[Material provided]
* * *

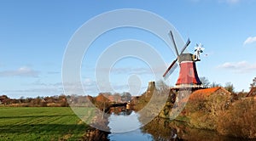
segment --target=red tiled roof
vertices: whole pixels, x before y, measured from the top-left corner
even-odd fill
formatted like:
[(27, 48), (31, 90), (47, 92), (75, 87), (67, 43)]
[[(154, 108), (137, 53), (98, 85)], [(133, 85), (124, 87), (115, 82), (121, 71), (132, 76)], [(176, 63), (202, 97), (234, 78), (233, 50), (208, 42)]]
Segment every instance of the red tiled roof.
[(197, 91), (193, 92), (190, 96), (189, 99), (202, 99), (204, 97), (209, 96), (218, 91), (218, 89), (222, 88), (221, 87), (211, 87), (211, 88), (206, 88), (206, 89), (200, 89)]

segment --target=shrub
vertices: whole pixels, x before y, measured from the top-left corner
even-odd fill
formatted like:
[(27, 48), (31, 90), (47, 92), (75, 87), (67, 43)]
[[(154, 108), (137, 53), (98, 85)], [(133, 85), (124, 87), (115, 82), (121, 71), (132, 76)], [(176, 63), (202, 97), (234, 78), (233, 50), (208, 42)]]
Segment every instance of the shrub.
[(233, 103), (218, 121), (218, 132), (224, 135), (256, 138), (256, 100), (244, 99)]

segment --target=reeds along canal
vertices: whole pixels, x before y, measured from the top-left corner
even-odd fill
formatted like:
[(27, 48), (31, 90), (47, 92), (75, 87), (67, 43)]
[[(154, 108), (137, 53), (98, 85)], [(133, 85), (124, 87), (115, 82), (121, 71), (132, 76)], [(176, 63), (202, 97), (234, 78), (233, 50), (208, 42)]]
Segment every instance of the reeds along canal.
[(90, 130), (84, 140), (240, 140), (217, 132), (189, 127), (185, 122), (155, 117), (143, 126), (141, 116), (125, 106), (113, 107), (108, 118), (108, 132)]

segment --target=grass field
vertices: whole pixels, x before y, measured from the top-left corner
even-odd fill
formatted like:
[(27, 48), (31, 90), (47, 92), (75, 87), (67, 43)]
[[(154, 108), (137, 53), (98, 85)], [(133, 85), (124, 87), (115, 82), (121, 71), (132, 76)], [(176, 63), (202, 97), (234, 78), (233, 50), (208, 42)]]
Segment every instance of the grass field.
[(89, 127), (69, 107), (0, 107), (0, 140), (79, 140)]

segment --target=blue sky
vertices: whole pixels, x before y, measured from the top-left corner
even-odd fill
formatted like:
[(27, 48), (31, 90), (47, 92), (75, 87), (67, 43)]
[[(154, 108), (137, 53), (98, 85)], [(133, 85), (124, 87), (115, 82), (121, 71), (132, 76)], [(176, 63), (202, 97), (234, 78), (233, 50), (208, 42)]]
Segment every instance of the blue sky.
[[(72, 36), (90, 19), (120, 8), (148, 10), (166, 19), (184, 40), (190, 38), (188, 48), (190, 52), (195, 43), (204, 45), (201, 61), (196, 63), (200, 76), (222, 85), (231, 82), (236, 91), (248, 91), (256, 74), (255, 3), (253, 0), (1, 1), (0, 94), (20, 98), (62, 93), (62, 59)], [(172, 52), (160, 48), (160, 41), (152, 42), (155, 37), (137, 29), (119, 29), (101, 37), (84, 54), (82, 65), (81, 79), (87, 94), (96, 94), (95, 62), (102, 50), (114, 42), (125, 38), (143, 40), (155, 48), (166, 64), (175, 58)], [(147, 73), (147, 65), (132, 58), (119, 60), (110, 74), (111, 84), (118, 92), (127, 91), (129, 79), (125, 78), (134, 71), (136, 79), (140, 78), (142, 87), (145, 88), (148, 82), (154, 80)]]

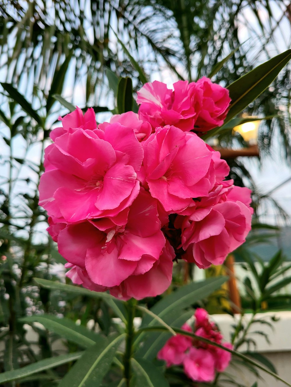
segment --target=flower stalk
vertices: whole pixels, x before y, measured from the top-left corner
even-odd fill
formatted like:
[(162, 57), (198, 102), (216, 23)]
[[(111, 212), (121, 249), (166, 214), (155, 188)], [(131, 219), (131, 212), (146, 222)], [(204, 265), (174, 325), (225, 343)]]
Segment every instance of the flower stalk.
[(126, 325), (126, 336), (125, 340), (125, 351), (123, 356), (124, 378), (126, 380), (126, 387), (129, 387), (132, 376), (130, 359), (133, 352), (133, 343), (135, 334), (133, 319), (135, 313), (136, 300), (129, 300), (126, 303), (127, 321)]

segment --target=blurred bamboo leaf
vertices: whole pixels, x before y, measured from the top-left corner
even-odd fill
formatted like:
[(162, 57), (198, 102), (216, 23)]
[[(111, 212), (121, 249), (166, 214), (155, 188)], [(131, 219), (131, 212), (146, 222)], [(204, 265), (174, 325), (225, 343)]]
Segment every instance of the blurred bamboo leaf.
[(120, 114), (132, 109), (132, 81), (130, 78), (122, 78), (118, 83), (117, 108)]
[(31, 105), (26, 101), (24, 97), (17, 91), (12, 85), (3, 82), (1, 82), (1, 84), (3, 89), (7, 92), (10, 98), (17, 102), (24, 111), (26, 111), (31, 117), (34, 118), (40, 125), (43, 125), (42, 119), (36, 112), (33, 110)]
[(64, 98), (63, 98), (62, 97), (61, 97), (60, 95), (58, 94), (54, 94), (52, 97), (54, 98), (55, 99), (56, 99), (57, 101), (58, 101), (59, 102), (62, 104), (63, 106), (64, 106), (65, 108), (67, 109), (68, 109), (70, 112), (74, 111), (76, 110), (76, 106), (74, 106), (74, 105), (71, 103), (70, 102), (68, 102), (67, 101), (66, 101)]
[(38, 372), (41, 372), (46, 370), (58, 367), (77, 360), (81, 357), (83, 352), (75, 352), (74, 353), (66, 354), (48, 359), (44, 359), (29, 365), (24, 366), (21, 368), (13, 371), (8, 371), (0, 374), (0, 383), (17, 380), (26, 377)]
[[(72, 55), (72, 53), (70, 53), (70, 55), (65, 58), (59, 70), (55, 70), (54, 72), (50, 89), (47, 99), (46, 108), (47, 113), (50, 110), (55, 101), (54, 98), (55, 99), (57, 99), (55, 96), (58, 96), (62, 93), (65, 77), (71, 62)], [(58, 100), (59, 102), (61, 102), (59, 100)], [(66, 107), (67, 106), (66, 106)]]
[[(87, 349), (59, 384), (59, 387), (97, 387), (107, 373), (125, 334), (98, 342)], [(102, 339), (101, 340), (101, 339)]]
[(81, 325), (78, 325), (66, 317), (58, 318), (49, 315), (31, 316), (20, 320), (22, 322), (31, 324), (36, 321), (42, 324), (47, 329), (59, 335), (62, 337), (76, 343), (83, 348), (94, 345), (99, 335), (89, 330)]

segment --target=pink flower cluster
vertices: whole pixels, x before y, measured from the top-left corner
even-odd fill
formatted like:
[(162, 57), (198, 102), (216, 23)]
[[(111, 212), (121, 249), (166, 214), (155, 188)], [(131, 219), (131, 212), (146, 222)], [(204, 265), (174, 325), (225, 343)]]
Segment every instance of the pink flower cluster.
[[(182, 329), (208, 339), (231, 349), (229, 342), (222, 343), (223, 337), (214, 323), (210, 322), (206, 311), (197, 308), (194, 314), (194, 330), (185, 324)], [(167, 367), (183, 365), (187, 376), (195, 382), (212, 382), (215, 372), (224, 371), (228, 366), (231, 354), (226, 351), (189, 336), (177, 334), (170, 339), (158, 353), (158, 358), (165, 360)]]
[(138, 115), (97, 127), (92, 109), (77, 108), (52, 131), (40, 204), (74, 283), (154, 296), (175, 256), (207, 267), (244, 241), (250, 191), (224, 180), (226, 163), (191, 131), (222, 124), (228, 92), (205, 78), (174, 86), (146, 84)]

* * *

[Problem description]
Copy the listing above line for line, without changing anything. Leave out the pictures.

[Answer for the task]
segment --target=red tiled roof
vertices: whole pixels, x before y, measured from the top-left corner
even-odd fill
formatted like:
[(27, 48), (31, 90), (47, 92), (75, 87), (67, 43)]
[[(154, 108), (137, 53), (98, 85)], [(133, 85), (124, 87), (115, 82), (121, 71), (132, 76)], [(176, 63), (202, 97), (234, 78), (233, 50), (208, 42)]]
Segment every instance of the red tiled roof.
[(197, 91), (193, 92), (190, 96), (189, 99), (202, 99), (204, 97), (209, 96), (218, 91), (218, 89), (222, 88), (221, 87), (211, 87), (211, 88), (206, 88), (206, 89), (200, 89)]

segment --target=shrub
vertices: whole pixels, x before y, measured from the top-left corner
even-odd fill
formatted like:
[(27, 48), (31, 90), (47, 92), (75, 87), (67, 43)]
[[(154, 108), (137, 53), (98, 85)], [(133, 85), (124, 87), (115, 82), (121, 71), (132, 76)], [(176, 63), (202, 97), (234, 78), (233, 50), (208, 42)]]
Segment every instance of the shrub.
[(233, 103), (218, 121), (218, 132), (224, 135), (256, 138), (256, 100), (244, 99)]

segment --target=reeds along canal
vertices: whole pixels, x before y, measured from the top-left corner
even-odd fill
formatted like:
[(27, 48), (31, 90), (47, 92), (75, 87), (67, 43)]
[[(154, 108), (137, 53), (98, 85)], [(133, 85), (124, 87), (115, 82), (121, 71), (132, 76)], [(176, 63), (202, 97), (234, 78), (233, 50), (208, 42)]]
Segment every instance of the reeds along canal.
[(90, 130), (84, 140), (240, 140), (217, 132), (189, 127), (185, 122), (155, 117), (143, 126), (141, 116), (125, 106), (113, 107), (108, 118), (108, 132)]

segment --target=grass field
vertices: whole pixels, x before y, measured from the top-left corner
even-odd fill
formatted like:
[(27, 48), (31, 90), (47, 92), (75, 87), (67, 43)]
[[(154, 108), (137, 53), (98, 85)], [(133, 85), (124, 87), (115, 82), (121, 71), (132, 76)], [(176, 63), (202, 97), (234, 78), (233, 50), (208, 42)]]
Segment every instance of the grass field.
[(89, 127), (69, 107), (0, 107), (0, 140), (79, 140)]

segment --target=blue sky
vertices: whole pixels, x before y, measured from the top-left corner
even-odd fill
formatted like:
[(27, 48), (31, 90), (47, 92), (75, 87), (67, 43)]
[[(154, 108), (137, 53), (98, 85)], [(133, 85), (124, 87), (115, 82), (121, 71), (132, 76)], [(176, 63), (202, 97), (234, 78), (233, 50), (208, 42)]]
Segment every instance of the blue sky.
[[(72, 36), (90, 19), (120, 8), (148, 10), (166, 19), (184, 40), (190, 38), (188, 48), (190, 52), (195, 43), (204, 45), (201, 61), (196, 63), (200, 76), (222, 85), (231, 82), (236, 91), (248, 91), (256, 74), (255, 3), (253, 0), (1, 1), (0, 94), (20, 98), (62, 93), (62, 59)], [(172, 52), (160, 48), (160, 41), (152, 42), (155, 37), (137, 29), (119, 29), (101, 37), (84, 54), (82, 65), (81, 79), (87, 94), (96, 94), (95, 62), (102, 50), (114, 42), (125, 38), (143, 40), (155, 48), (166, 64), (175, 58)], [(147, 73), (147, 65), (132, 58), (119, 60), (110, 74), (111, 84), (118, 92), (127, 91), (129, 79), (125, 78), (134, 71), (136, 79), (140, 78), (142, 87), (145, 88), (148, 82), (154, 80)]]

segment --target=flower stalk
vertices: whole pixels, x before y, measured from the top-left corner
even-odd fill
formatted like:
[(162, 57), (198, 102), (216, 23)]
[[(111, 212), (121, 249), (166, 214), (155, 188)], [(131, 219), (131, 212), (146, 222)], [(204, 265), (174, 325), (225, 343)]]
Segment every instance of the flower stalk.
[(126, 325), (126, 336), (125, 340), (125, 351), (123, 356), (124, 378), (126, 380), (126, 387), (129, 387), (132, 376), (130, 359), (133, 352), (133, 343), (135, 334), (133, 319), (135, 313), (136, 300), (129, 300), (126, 303), (127, 321)]

segment --target=blurred bamboo leaf
vertices: whole pixels, x before y, measured from the top-left corner
even-odd fill
formatted like:
[(162, 57), (198, 102), (216, 23)]
[[(111, 212), (121, 249), (166, 214), (155, 188)], [(131, 219), (131, 212), (146, 222)], [(204, 265), (174, 325), (225, 343)]]
Segment every instance of the blurred bamboo leaf.
[(120, 114), (132, 109), (132, 81), (130, 78), (122, 78), (118, 83), (117, 108)]
[(31, 105), (26, 101), (24, 97), (17, 91), (12, 85), (3, 82), (1, 82), (1, 84), (3, 89), (7, 92), (10, 98), (17, 102), (24, 111), (26, 111), (31, 117), (34, 118), (40, 125), (43, 125), (42, 119), (36, 112), (33, 110)]
[(64, 98), (63, 98), (62, 97), (61, 97), (60, 95), (58, 94), (54, 94), (52, 97), (54, 98), (55, 99), (56, 99), (57, 101), (58, 101), (59, 102), (62, 104), (63, 106), (64, 106), (65, 108), (67, 109), (68, 109), (70, 112), (74, 111), (76, 110), (76, 106), (74, 106), (74, 105), (71, 103), (70, 102), (68, 102), (67, 101), (66, 101)]
[(38, 372), (41, 372), (46, 370), (58, 367), (77, 360), (81, 357), (83, 352), (75, 352), (74, 353), (66, 354), (48, 359), (44, 359), (29, 365), (24, 366), (21, 368), (13, 371), (8, 371), (0, 374), (0, 383), (17, 380), (26, 377)]
[[(72, 55), (72, 53), (70, 53), (70, 55), (65, 58), (59, 70), (55, 70), (54, 72), (50, 89), (47, 99), (46, 108), (47, 113), (50, 110), (55, 101), (54, 98), (55, 99), (57, 99), (55, 96), (58, 96), (62, 93), (65, 77), (71, 62)], [(58, 100), (59, 102), (61, 102), (59, 100)], [(66, 107), (67, 106), (66, 106)]]
[[(87, 349), (59, 384), (59, 387), (97, 387), (107, 373), (125, 334), (98, 342)], [(102, 339), (101, 340), (101, 339)]]
[(81, 325), (78, 325), (66, 317), (58, 318), (49, 315), (31, 316), (20, 320), (22, 322), (31, 324), (36, 321), (42, 324), (47, 329), (59, 335), (62, 337), (76, 343), (83, 348), (94, 345), (99, 335), (89, 330)]

segment --target=pink flower cluster
vertices: whole pixels, x before y, measured from the top-left corner
even-odd fill
formatted like:
[(162, 57), (198, 102), (216, 23)]
[[(111, 212), (121, 249), (166, 214), (155, 188)], [(131, 219), (131, 212), (146, 222)], [(204, 265), (174, 325), (225, 343)]]
Segment every instance of the pink flower cluster.
[[(182, 329), (208, 339), (231, 349), (229, 342), (222, 343), (223, 337), (214, 323), (210, 322), (206, 311), (197, 308), (194, 314), (194, 330), (185, 324)], [(167, 367), (183, 365), (187, 376), (195, 382), (212, 382), (215, 372), (224, 371), (228, 366), (231, 354), (226, 351), (189, 336), (177, 334), (170, 339), (158, 353), (158, 358), (165, 360)]]
[(138, 115), (97, 127), (92, 109), (77, 108), (52, 131), (40, 204), (74, 283), (154, 296), (175, 256), (207, 267), (244, 241), (250, 191), (224, 180), (226, 163), (191, 131), (222, 124), (228, 92), (205, 78), (174, 86), (146, 84)]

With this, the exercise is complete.